▸ What the exercise asks: How many lines in the items below contain the word "blue"? Reply with the number alone.

▸ Supplied entries:

((

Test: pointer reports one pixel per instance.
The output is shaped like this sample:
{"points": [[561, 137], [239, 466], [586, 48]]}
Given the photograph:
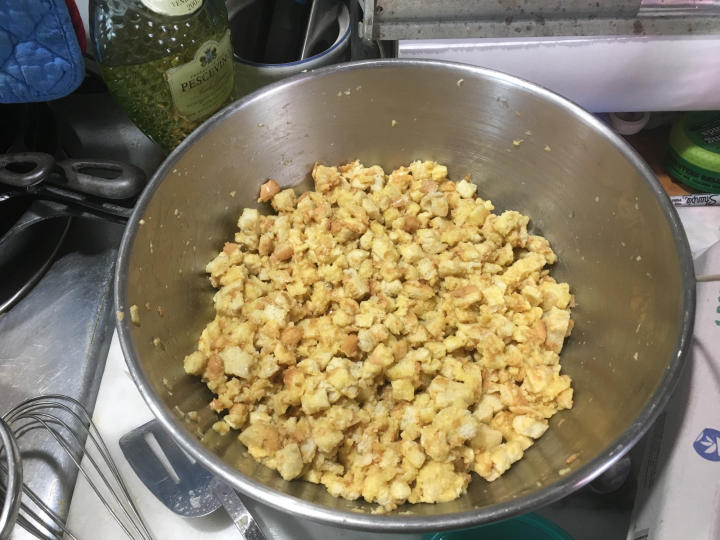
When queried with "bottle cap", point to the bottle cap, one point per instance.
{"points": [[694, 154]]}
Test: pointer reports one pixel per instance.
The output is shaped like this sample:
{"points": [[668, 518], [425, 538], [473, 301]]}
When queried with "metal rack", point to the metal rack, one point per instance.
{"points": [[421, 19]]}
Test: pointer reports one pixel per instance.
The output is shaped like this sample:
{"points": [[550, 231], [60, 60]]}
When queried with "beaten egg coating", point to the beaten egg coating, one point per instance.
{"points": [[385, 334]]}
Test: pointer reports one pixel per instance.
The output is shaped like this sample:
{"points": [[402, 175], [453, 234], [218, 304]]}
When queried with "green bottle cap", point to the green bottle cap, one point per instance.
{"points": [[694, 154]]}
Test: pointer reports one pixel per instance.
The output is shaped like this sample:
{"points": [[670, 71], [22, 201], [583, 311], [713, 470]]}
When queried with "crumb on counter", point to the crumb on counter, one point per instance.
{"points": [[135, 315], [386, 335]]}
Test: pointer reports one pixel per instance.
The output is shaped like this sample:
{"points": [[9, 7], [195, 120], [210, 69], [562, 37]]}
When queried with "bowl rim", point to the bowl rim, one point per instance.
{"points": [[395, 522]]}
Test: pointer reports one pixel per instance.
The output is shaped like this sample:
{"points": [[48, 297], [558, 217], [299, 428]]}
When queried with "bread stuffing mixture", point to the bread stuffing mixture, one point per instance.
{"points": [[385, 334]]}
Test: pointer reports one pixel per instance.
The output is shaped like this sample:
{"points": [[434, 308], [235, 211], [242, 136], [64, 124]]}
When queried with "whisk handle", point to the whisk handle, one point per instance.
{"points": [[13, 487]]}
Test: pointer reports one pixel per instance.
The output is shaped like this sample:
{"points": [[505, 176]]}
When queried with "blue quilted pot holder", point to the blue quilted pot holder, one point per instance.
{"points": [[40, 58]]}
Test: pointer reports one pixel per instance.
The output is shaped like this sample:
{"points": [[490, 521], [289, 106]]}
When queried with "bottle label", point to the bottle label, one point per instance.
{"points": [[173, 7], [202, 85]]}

))
((

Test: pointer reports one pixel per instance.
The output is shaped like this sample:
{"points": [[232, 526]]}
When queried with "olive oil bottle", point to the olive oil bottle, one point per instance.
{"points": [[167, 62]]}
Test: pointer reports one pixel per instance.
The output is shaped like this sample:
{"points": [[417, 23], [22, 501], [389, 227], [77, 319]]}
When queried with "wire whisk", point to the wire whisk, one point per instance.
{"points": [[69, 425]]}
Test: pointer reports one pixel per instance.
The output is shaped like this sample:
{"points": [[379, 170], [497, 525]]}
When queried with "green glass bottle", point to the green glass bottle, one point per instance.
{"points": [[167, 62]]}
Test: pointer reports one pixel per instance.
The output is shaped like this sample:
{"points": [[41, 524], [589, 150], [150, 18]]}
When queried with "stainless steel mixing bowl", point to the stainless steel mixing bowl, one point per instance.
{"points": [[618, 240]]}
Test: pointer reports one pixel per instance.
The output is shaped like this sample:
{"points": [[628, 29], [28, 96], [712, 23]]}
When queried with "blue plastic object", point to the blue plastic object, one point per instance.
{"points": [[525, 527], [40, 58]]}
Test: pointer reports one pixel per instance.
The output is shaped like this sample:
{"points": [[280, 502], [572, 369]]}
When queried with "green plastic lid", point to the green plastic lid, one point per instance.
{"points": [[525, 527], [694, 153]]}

))
((

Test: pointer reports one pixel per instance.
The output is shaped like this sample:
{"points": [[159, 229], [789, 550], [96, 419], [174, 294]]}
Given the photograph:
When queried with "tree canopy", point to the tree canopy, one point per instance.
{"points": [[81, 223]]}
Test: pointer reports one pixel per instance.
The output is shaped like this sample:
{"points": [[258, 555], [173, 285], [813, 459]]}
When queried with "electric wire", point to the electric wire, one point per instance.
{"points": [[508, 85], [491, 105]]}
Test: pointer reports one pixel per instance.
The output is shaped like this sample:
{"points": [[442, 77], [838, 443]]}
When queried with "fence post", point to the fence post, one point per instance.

))

▸ Task result: 2